▸ GOAL: Update the stretch of records from the line containing "Note to the class: find the workbench" through the end of the records, replacing "marker" with "pin" and changing nothing else.

▸ SOURCE MATERIAL:
>>>>>

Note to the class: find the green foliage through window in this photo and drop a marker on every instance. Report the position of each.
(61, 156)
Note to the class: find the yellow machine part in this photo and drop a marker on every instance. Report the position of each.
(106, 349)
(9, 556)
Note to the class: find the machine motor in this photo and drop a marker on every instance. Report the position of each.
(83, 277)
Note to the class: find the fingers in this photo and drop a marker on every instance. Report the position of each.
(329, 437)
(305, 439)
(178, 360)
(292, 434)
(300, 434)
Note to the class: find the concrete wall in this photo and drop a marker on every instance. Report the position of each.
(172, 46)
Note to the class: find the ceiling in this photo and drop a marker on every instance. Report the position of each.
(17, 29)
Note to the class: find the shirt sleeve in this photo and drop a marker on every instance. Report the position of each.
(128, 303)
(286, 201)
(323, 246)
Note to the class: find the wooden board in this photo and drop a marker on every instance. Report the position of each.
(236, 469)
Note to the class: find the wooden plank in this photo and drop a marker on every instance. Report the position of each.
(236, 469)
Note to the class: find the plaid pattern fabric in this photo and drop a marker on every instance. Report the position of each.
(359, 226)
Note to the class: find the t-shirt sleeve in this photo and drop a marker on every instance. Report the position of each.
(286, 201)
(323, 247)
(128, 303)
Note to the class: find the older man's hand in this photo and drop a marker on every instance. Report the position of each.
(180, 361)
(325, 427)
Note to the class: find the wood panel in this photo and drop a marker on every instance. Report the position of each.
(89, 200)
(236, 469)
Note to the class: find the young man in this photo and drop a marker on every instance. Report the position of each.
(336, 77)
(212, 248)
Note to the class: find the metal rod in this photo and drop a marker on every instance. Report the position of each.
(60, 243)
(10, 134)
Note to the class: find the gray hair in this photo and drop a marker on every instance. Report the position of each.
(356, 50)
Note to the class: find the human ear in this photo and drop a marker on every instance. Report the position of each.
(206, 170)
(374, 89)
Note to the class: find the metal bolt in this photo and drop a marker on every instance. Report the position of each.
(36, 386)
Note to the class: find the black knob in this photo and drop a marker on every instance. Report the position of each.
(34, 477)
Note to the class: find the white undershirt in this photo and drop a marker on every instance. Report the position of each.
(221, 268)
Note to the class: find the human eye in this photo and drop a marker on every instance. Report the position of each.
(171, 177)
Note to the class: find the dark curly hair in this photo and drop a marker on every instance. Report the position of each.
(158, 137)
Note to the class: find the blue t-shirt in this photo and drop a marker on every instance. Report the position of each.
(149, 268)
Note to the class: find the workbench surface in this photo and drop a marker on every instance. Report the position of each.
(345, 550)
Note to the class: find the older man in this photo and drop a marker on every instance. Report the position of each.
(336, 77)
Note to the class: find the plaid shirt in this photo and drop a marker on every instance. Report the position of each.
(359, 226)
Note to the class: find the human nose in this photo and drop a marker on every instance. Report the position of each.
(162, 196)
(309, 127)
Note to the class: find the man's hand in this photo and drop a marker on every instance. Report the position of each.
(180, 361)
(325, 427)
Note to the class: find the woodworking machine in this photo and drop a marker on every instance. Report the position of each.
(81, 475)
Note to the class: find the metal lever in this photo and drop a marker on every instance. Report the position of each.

<<<<<

▸ OUTPUT OF THE EXERCISE:
Note to the class: find the workbench surface in this photo and drop a pin on every instance. Report the position of each.
(345, 550)
Note to the class: find the older man in this photo and drop a pin on every instance. Report the position of each.
(336, 77)
Note to the class: find the plaid shirt in this photo and drop a pin on every instance. Report the position of each.
(359, 226)
Note to the class: find the human nose in this photo and drop a pin on every instance. Report the position of each.
(162, 196)
(309, 127)
Note to the class: find the man's hand in this photo and drop a pin on every instance. Report the position of each.
(180, 361)
(325, 427)
Note to the class: find the woodworking machine in this photo and drop a pin on every instance. Report the position of each.
(81, 475)
Note to the class: find the metal lever in this photo and drop a pin on every instance. Report the position of each.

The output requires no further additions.